» **AIM OF THE EXERCISE**
Pull out each line of the material below that contains the word "left", and copy those lines in their original order.

Dataset entries:
________

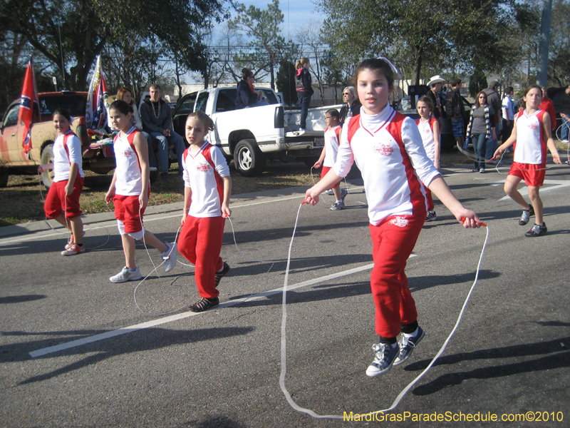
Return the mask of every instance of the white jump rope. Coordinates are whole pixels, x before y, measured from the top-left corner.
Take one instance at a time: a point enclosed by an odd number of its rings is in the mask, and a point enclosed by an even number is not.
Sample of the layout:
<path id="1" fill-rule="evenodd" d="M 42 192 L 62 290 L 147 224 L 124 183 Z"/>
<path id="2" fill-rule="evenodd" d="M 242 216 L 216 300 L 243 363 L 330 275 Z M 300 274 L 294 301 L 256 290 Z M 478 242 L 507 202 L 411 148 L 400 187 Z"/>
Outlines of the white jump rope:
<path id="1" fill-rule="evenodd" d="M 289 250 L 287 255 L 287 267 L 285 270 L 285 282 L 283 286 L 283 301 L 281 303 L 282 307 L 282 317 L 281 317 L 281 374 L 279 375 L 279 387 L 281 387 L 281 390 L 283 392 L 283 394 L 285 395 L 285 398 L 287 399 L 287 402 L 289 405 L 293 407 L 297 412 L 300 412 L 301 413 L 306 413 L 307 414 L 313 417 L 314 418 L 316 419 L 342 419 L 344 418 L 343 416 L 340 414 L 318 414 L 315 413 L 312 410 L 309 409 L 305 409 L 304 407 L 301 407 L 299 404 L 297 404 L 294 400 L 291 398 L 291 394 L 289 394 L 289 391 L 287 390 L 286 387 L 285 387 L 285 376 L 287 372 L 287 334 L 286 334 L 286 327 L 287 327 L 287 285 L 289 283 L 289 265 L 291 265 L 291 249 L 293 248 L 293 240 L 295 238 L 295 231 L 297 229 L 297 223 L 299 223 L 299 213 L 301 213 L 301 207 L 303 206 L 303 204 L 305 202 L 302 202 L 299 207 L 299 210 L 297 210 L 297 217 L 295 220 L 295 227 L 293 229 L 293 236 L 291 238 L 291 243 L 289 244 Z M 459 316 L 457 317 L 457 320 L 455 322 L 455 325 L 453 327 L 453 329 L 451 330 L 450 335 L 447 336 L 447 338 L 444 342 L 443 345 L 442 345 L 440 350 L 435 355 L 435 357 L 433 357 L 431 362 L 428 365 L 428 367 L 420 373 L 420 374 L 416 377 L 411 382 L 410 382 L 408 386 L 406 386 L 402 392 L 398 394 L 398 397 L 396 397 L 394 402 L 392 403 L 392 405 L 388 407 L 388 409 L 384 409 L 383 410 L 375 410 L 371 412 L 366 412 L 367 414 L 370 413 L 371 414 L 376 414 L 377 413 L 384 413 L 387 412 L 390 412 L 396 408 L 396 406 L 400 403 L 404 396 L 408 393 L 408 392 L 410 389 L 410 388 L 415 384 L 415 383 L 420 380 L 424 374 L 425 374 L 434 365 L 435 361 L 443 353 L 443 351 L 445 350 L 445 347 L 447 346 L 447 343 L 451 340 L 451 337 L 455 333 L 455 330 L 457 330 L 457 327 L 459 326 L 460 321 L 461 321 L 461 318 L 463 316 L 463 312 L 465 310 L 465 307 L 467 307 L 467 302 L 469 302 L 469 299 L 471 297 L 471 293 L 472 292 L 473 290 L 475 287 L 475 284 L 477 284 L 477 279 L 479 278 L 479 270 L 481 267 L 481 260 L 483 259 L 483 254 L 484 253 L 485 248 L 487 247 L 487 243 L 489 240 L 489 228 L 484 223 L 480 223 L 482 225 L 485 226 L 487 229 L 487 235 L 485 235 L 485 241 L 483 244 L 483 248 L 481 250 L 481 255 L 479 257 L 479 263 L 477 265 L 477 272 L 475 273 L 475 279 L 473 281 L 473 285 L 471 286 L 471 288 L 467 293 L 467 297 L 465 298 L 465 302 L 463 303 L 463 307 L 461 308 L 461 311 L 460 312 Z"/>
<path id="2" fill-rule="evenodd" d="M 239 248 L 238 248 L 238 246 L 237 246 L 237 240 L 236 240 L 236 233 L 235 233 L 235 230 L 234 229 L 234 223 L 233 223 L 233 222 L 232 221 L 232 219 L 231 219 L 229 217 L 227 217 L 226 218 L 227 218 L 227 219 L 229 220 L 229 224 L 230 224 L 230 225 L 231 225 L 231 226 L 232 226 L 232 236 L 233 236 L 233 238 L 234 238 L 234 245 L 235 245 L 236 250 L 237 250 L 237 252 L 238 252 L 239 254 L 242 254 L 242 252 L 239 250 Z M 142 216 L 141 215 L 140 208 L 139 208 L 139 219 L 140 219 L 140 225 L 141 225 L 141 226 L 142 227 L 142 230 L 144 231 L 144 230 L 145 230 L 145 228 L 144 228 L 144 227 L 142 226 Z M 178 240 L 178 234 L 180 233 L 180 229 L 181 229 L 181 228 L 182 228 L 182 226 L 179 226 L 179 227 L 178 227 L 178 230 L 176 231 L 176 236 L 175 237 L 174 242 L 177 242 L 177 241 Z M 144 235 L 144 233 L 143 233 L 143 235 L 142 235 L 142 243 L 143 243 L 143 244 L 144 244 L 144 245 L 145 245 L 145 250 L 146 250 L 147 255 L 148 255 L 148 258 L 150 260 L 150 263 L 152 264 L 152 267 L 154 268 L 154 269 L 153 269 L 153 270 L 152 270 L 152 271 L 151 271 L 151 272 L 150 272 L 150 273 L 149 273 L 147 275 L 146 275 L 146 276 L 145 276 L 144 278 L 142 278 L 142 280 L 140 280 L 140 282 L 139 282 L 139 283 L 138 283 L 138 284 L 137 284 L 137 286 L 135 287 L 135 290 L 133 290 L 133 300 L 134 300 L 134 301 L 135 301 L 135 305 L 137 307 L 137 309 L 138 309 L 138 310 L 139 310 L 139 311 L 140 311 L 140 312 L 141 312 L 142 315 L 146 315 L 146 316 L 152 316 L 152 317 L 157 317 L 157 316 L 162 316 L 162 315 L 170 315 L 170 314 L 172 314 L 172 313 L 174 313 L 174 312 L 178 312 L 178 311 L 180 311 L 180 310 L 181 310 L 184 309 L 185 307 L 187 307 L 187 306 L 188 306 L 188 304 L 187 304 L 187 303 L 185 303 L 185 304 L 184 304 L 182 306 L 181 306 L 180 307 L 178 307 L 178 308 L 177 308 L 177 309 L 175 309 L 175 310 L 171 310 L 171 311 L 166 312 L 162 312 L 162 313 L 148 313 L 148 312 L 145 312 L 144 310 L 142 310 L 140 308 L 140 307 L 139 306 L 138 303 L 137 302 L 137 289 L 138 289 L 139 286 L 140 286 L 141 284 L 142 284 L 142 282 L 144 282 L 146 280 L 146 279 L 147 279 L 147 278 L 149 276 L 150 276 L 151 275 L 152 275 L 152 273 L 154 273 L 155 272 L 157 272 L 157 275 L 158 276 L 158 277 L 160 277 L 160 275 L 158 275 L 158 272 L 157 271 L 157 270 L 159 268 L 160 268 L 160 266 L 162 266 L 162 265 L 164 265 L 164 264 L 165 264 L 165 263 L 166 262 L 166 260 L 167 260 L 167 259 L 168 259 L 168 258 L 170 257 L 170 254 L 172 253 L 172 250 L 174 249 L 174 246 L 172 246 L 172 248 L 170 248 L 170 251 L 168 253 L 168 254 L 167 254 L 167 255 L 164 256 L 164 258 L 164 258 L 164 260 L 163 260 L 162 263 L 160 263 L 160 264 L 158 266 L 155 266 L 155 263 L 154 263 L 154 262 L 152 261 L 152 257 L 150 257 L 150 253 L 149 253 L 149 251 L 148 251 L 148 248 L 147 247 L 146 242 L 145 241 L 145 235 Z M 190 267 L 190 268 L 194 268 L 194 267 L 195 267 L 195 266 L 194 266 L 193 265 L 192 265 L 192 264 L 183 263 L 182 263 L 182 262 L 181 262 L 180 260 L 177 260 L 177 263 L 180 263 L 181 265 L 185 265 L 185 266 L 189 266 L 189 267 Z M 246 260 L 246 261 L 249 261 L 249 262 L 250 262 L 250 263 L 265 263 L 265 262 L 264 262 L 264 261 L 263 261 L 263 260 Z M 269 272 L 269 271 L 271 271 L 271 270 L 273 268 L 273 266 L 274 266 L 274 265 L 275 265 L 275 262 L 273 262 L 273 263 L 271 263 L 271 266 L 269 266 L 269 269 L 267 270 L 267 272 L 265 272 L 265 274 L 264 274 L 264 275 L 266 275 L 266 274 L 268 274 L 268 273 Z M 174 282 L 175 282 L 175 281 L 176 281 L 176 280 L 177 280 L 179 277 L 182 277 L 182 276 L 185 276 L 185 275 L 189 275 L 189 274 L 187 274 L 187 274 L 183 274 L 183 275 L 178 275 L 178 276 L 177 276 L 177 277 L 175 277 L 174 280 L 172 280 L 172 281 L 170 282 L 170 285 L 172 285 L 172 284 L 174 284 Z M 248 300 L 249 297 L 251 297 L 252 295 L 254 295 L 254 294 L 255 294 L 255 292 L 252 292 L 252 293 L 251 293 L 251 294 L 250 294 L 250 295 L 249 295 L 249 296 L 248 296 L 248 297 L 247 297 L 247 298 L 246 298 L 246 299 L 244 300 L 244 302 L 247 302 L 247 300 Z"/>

________

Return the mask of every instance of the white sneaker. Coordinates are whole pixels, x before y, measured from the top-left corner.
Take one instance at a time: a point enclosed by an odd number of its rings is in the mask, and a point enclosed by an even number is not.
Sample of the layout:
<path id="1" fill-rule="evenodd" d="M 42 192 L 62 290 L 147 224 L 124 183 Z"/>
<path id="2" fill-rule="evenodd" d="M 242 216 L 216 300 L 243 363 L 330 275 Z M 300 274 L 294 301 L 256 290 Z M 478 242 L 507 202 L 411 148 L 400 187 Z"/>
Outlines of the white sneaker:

________

» **THE REPLY**
Return the mask of every instance of the white jump rope. Coordinates are whole pixels, x before y, measured from the top-left corner.
Return the mask of every instance of the white sneaker. Coordinates are whole pixels, x before y, measured from the top-left corner.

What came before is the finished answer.